## Exercise
The listing is to be printed word for word, pictures omitted.
/---
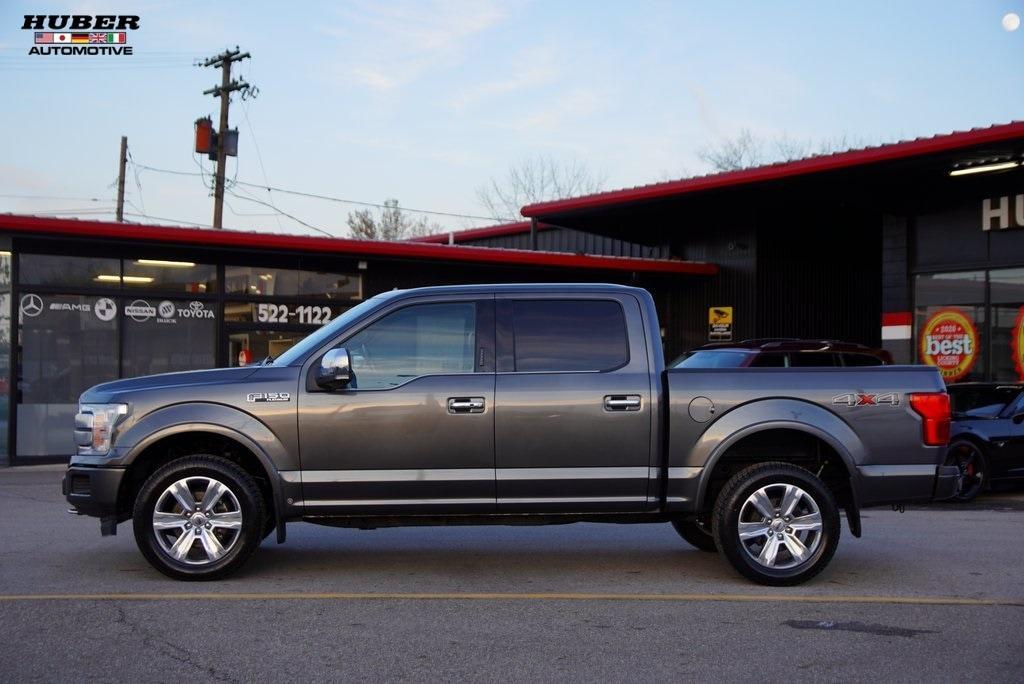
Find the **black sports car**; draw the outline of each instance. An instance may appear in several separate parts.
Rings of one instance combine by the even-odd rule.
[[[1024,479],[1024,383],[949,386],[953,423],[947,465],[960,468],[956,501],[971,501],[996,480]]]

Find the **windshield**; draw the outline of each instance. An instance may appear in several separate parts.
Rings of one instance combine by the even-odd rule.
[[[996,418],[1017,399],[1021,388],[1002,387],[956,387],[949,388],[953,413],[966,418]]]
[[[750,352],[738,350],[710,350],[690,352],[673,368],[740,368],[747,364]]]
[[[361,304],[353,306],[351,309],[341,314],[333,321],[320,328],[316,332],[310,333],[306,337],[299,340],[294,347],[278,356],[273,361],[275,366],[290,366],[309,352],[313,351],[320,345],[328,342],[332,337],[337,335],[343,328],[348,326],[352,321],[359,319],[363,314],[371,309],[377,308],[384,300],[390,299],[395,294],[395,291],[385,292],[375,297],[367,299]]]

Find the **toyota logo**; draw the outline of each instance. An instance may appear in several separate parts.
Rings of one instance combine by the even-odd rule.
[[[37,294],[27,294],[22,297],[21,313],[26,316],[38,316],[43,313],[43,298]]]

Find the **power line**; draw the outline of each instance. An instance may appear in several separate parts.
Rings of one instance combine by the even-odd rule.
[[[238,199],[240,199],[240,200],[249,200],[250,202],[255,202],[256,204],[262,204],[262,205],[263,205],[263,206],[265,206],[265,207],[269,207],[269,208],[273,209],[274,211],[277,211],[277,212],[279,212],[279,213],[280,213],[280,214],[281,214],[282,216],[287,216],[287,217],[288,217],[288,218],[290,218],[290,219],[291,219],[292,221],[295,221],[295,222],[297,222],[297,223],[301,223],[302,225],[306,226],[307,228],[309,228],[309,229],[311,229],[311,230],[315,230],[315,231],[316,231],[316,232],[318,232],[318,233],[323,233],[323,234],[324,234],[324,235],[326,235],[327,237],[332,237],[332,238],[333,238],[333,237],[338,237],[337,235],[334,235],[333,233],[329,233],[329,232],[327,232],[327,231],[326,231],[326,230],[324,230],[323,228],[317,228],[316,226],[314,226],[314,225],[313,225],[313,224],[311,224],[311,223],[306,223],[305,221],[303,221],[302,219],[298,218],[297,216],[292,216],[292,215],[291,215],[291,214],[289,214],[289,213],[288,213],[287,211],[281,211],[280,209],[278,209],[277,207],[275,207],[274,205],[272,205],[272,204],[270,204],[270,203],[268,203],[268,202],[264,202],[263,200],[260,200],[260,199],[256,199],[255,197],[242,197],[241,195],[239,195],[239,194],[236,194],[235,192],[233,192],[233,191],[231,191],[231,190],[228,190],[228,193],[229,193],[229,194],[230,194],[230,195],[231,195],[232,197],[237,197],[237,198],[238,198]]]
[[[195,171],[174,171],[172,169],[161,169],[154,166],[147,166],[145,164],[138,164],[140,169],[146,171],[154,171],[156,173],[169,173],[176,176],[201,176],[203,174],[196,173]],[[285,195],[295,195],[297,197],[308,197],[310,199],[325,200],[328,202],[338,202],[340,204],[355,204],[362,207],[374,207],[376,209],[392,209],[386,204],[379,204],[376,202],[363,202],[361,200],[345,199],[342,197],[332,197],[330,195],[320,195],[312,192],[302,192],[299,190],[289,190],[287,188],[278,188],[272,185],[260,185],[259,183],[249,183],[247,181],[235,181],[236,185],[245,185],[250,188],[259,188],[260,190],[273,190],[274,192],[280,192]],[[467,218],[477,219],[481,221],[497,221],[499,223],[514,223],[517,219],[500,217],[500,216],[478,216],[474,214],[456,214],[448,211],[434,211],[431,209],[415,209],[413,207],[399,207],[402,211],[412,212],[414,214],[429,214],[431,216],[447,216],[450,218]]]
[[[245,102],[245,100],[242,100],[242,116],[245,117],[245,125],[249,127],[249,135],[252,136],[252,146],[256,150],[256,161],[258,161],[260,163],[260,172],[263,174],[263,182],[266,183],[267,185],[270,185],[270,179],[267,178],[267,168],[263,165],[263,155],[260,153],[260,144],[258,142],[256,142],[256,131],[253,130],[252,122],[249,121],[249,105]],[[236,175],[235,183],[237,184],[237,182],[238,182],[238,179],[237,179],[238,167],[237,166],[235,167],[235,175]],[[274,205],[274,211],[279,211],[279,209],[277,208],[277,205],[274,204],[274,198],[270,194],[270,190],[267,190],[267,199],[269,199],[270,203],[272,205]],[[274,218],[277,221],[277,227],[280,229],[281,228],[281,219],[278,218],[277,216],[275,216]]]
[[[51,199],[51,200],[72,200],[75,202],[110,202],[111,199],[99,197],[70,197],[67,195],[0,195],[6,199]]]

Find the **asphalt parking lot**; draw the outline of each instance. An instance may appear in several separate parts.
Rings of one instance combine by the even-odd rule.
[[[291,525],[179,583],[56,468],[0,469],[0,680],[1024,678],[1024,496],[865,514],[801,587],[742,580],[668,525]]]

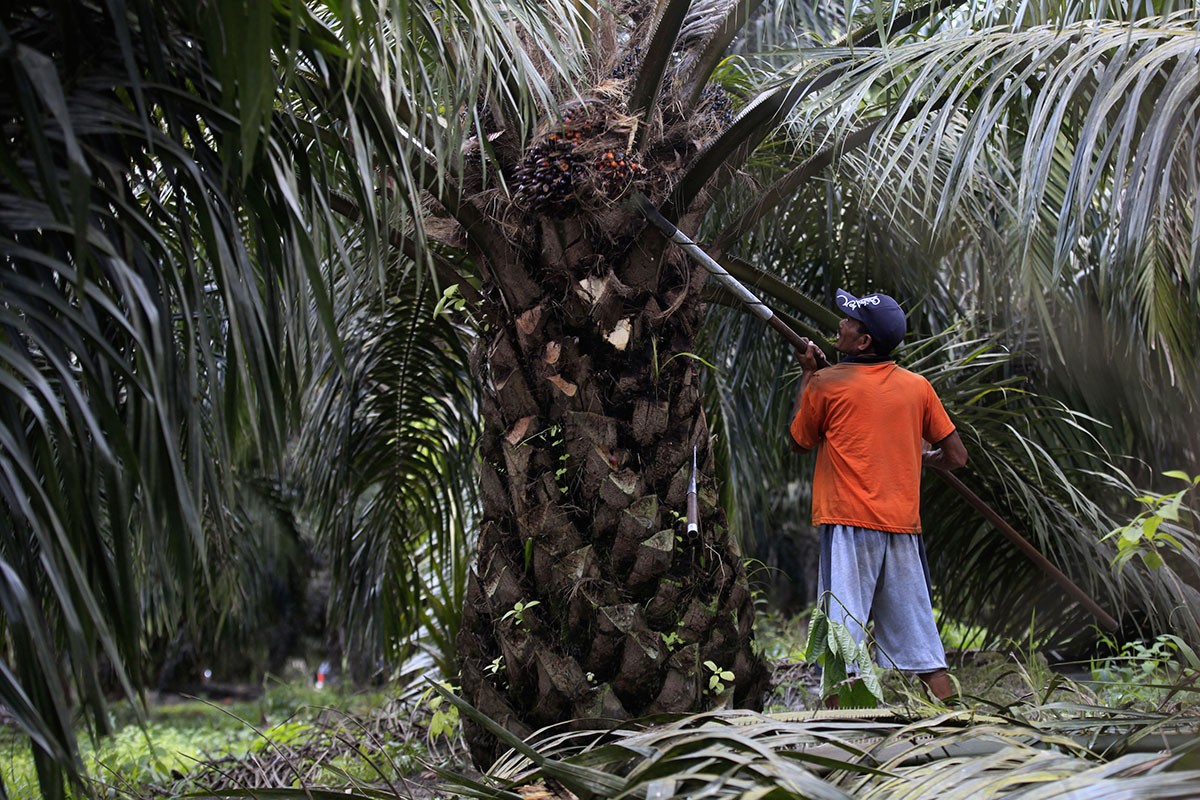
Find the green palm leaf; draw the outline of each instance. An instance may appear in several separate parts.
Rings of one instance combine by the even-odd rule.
\---
## Answer for the task
Find the **black sports car**; draw the outline of each instance. An instance may appear in several separate parts.
Rings of one instance combine by the even-odd rule.
[[[1024,479],[1024,383],[949,386],[953,423],[947,465],[960,468],[956,501],[971,501],[996,480]]]

Find the **windshield**; draw the outline of each instance. An instance may appear in several separate parts.
Rings of one instance combine by the even-odd rule.
[[[996,418],[1017,399],[1021,388],[1002,387],[956,387],[949,388],[953,413],[966,418]]]
[[[750,352],[738,350],[710,350],[690,352],[673,368],[740,368],[747,364]]]
[[[361,304],[353,306],[351,309],[341,314],[333,321],[320,328],[316,332],[310,333],[306,337],[299,340],[294,347],[278,356],[273,361],[275,366],[290,366],[309,352],[313,351],[320,345],[328,342],[332,337],[337,335],[343,328],[348,326],[352,321],[359,319],[363,314],[371,309],[377,308],[384,300],[390,299],[395,294],[395,291],[385,292],[375,297],[367,299]]]

Find the **toyota logo**; draw the outline of each instance. An instance may appear in several separate parts.
Rings of one instance combine by the even-odd rule.
[[[37,294],[27,294],[22,297],[21,313],[26,316],[38,316],[43,313],[43,298]]]

Find the **power line**; draw the outline of each instance. An instance may appear in several separate parts.
Rings of one instance combine by the even-odd rule.
[[[238,199],[240,199],[240,200],[249,200],[250,202],[255,202],[256,204],[262,204],[262,205],[263,205],[263,206],[265,206],[265,207],[269,207],[269,208],[273,209],[274,211],[277,211],[277,212],[279,212],[279,213],[280,213],[280,214],[281,214],[282,216],[287,216],[287,217],[288,217],[288,218],[290,218],[290,219],[291,219],[292,221],[295,221],[295,222],[297,222],[297,223],[301,223],[302,225],[306,226],[307,228],[309,228],[309,229],[311,229],[311,230],[315,230],[315,231],[316,231],[316,232],[318,232],[318,233],[323,233],[323,234],[324,234],[324,235],[326,235],[327,237],[332,237],[332,238],[333,238],[333,237],[338,237],[337,235],[334,235],[333,233],[329,233],[329,232],[327,232],[327,231],[326,231],[326,230],[324,230],[323,228],[317,228],[316,226],[314,226],[314,225],[313,225],[313,224],[311,224],[311,223],[306,223],[305,221],[303,221],[302,219],[298,218],[297,216],[292,216],[292,215],[291,215],[291,214],[289,214],[289,213],[288,213],[287,211],[281,211],[280,209],[278,209],[277,207],[275,207],[274,205],[272,205],[272,204],[270,204],[270,203],[268,203],[268,202],[264,202],[263,200],[260,200],[260,199],[256,199],[255,197],[242,197],[241,195],[239,195],[239,194],[236,194],[235,192],[233,192],[233,191],[231,191],[231,190],[228,190],[228,193],[229,193],[229,194],[230,194],[230,195],[231,195],[232,197],[237,197],[237,198],[238,198]]]
[[[195,171],[174,171],[172,169],[161,169],[154,166],[147,166],[145,164],[138,164],[140,169],[146,171],[154,171],[156,173],[169,173],[176,176],[201,176],[203,174],[196,173]],[[285,195],[295,195],[297,197],[308,197],[310,199],[325,200],[328,202],[338,202],[340,204],[355,204],[362,207],[374,207],[376,209],[392,209],[386,204],[379,204],[376,202],[363,202],[361,200],[345,199],[342,197],[332,197],[330,195],[320,195],[312,192],[302,192],[299,190],[289,190],[287,188],[278,188],[272,185],[260,185],[259,183],[249,183],[247,181],[235,181],[236,185],[245,185],[250,188],[259,188],[260,190],[273,190],[274,192],[280,192]],[[467,218],[477,219],[481,221],[497,221],[499,223],[514,223],[517,219],[500,217],[500,216],[478,216],[474,214],[456,214],[448,211],[434,211],[431,209],[415,209],[413,207],[399,207],[402,211],[412,212],[414,214],[429,214],[431,216],[447,216],[450,218]]]
[[[245,102],[245,100],[242,100],[242,116],[245,117],[245,125],[249,127],[249,135],[252,136],[252,146],[256,150],[256,161],[258,161],[260,163],[260,172],[263,174],[263,182],[266,183],[267,185],[270,185],[270,179],[267,178],[267,168],[263,165],[263,155],[260,153],[260,144],[258,142],[256,142],[256,131],[253,130],[252,122],[249,121],[249,105]],[[236,175],[235,183],[237,184],[237,182],[238,182],[238,179],[237,179],[238,167],[237,166],[235,167],[235,175]],[[274,205],[274,211],[279,211],[279,209],[277,208],[277,205],[274,204],[274,198],[270,194],[270,190],[267,190],[267,199],[269,199],[270,203],[272,205]],[[274,218],[277,221],[277,227],[280,229],[281,228],[281,219],[278,218],[277,216],[275,216]]]
[[[51,199],[51,200],[72,200],[75,202],[110,202],[111,199],[99,197],[70,197],[67,195],[0,195],[6,199]]]

Find the **asphalt parking lot**; draw the outline of each instance. An instance may appear in several separate parts.
Rings of one instance combine by the even-odd rule.
[[[291,525],[179,583],[56,468],[0,469],[0,680],[1024,678],[1024,496],[865,514],[801,587],[742,580],[668,525]]]

Find the green palm leaf; draw the outline of each instance. An instance may appear in several separate parts.
Rings of one instance combine by the even-odd rule.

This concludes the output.